Collected data entries:
===

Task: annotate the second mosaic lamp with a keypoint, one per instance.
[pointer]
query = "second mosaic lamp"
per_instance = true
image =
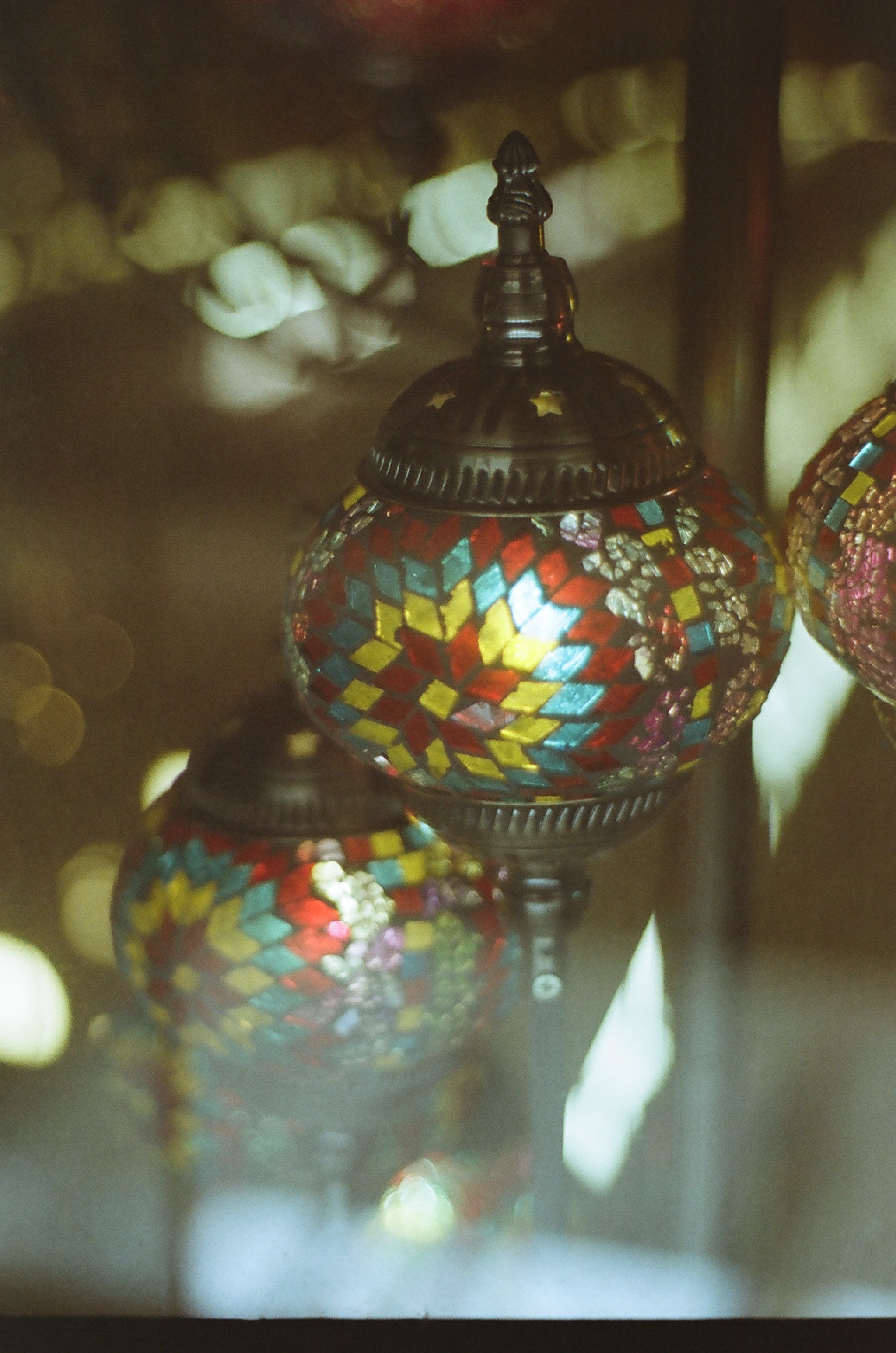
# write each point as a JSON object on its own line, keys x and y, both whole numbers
{"x": 537, "y": 607}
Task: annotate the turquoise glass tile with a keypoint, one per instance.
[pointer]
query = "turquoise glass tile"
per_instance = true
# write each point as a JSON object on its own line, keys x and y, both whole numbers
{"x": 388, "y": 580}
{"x": 420, "y": 578}
{"x": 279, "y": 961}
{"x": 360, "y": 598}
{"x": 490, "y": 588}
{"x": 456, "y": 565}
{"x": 563, "y": 664}
{"x": 525, "y": 598}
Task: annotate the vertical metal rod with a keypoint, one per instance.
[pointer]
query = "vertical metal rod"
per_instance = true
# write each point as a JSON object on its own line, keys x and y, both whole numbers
{"x": 548, "y": 903}
{"x": 733, "y": 183}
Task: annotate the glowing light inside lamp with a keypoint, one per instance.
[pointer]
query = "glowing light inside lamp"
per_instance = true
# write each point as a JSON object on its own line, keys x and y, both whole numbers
{"x": 34, "y": 1007}
{"x": 161, "y": 776}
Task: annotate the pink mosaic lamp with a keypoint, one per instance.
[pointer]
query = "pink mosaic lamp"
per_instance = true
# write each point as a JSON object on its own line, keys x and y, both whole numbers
{"x": 536, "y": 608}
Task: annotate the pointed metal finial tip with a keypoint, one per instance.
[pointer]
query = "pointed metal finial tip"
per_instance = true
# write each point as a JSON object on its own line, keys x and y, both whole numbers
{"x": 521, "y": 197}
{"x": 517, "y": 155}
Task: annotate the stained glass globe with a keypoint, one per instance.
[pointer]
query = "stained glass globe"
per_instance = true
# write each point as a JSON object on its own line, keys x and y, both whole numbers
{"x": 536, "y": 592}
{"x": 842, "y": 545}
{"x": 282, "y": 914}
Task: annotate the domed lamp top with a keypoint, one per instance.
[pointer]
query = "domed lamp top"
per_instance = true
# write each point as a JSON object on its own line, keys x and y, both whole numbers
{"x": 536, "y": 596}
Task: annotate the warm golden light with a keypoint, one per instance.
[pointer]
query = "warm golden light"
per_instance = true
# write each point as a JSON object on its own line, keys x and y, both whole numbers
{"x": 35, "y": 1018}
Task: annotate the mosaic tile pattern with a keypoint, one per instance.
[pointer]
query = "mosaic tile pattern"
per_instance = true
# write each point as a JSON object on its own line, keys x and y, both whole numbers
{"x": 842, "y": 546}
{"x": 549, "y": 658}
{"x": 374, "y": 952}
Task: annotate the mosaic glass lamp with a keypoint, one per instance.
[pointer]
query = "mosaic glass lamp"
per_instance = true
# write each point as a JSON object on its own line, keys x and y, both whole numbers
{"x": 298, "y": 938}
{"x": 842, "y": 545}
{"x": 537, "y": 607}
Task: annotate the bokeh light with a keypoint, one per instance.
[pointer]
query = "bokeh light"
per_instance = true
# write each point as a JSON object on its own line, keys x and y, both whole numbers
{"x": 50, "y": 726}
{"x": 99, "y": 658}
{"x": 161, "y": 776}
{"x": 84, "y": 888}
{"x": 35, "y": 1018}
{"x": 22, "y": 670}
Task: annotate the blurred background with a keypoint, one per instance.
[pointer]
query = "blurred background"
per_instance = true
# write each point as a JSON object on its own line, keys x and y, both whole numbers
{"x": 230, "y": 233}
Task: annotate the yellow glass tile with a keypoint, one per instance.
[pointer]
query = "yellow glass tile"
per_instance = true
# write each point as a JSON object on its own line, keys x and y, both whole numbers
{"x": 510, "y": 754}
{"x": 424, "y": 615}
{"x": 856, "y": 492}
{"x": 225, "y": 937}
{"x": 440, "y": 699}
{"x": 457, "y": 609}
{"x": 525, "y": 654}
{"x": 413, "y": 866}
{"x": 438, "y": 758}
{"x": 360, "y": 696}
{"x": 375, "y": 732}
{"x": 702, "y": 703}
{"x": 375, "y": 655}
{"x": 418, "y": 935}
{"x": 482, "y": 766}
{"x": 353, "y": 496}
{"x": 400, "y": 757}
{"x": 186, "y": 979}
{"x": 385, "y": 845}
{"x": 497, "y": 633}
{"x": 248, "y": 981}
{"x": 388, "y": 620}
{"x": 662, "y": 536}
{"x": 686, "y": 603}
{"x": 530, "y": 730}
{"x": 530, "y": 696}
{"x": 188, "y": 904}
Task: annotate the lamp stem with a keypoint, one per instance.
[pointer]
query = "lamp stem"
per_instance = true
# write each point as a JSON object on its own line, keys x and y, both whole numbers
{"x": 548, "y": 902}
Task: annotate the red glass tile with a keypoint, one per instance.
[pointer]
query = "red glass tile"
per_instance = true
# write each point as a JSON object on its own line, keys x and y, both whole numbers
{"x": 706, "y": 670}
{"x": 307, "y": 981}
{"x": 486, "y": 541}
{"x": 581, "y": 592}
{"x": 321, "y": 612}
{"x": 317, "y": 650}
{"x": 610, "y": 734}
{"x": 464, "y": 653}
{"x": 676, "y": 573}
{"x": 627, "y": 516}
{"x": 441, "y": 540}
{"x": 392, "y": 711}
{"x": 494, "y": 684}
{"x": 461, "y": 739}
{"x": 326, "y": 689}
{"x": 312, "y": 945}
{"x": 354, "y": 558}
{"x": 595, "y": 761}
{"x": 596, "y": 627}
{"x": 382, "y": 541}
{"x": 553, "y": 570}
{"x": 416, "y": 734}
{"x": 409, "y": 902}
{"x": 421, "y": 650}
{"x": 414, "y": 535}
{"x": 308, "y": 911}
{"x": 295, "y": 887}
{"x": 606, "y": 665}
{"x": 620, "y": 699}
{"x": 398, "y": 677}
{"x": 517, "y": 556}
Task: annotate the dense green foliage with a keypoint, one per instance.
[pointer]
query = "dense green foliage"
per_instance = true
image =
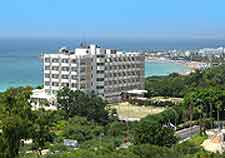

===

EXERCISE
Extract each line of the rows above that contains the word "light".

COMPLETE RESPONSE
Task: annotate the glowing light inside lamp with a keypoint, one per instance.
query = "glowing light inside lamp"
Task: annotate the warm golden light with a keypoint, one per instance.
query = "warm golden light"
Task: annotate the bokeh light with a keypoint, one per instance.
query = "bokeh light"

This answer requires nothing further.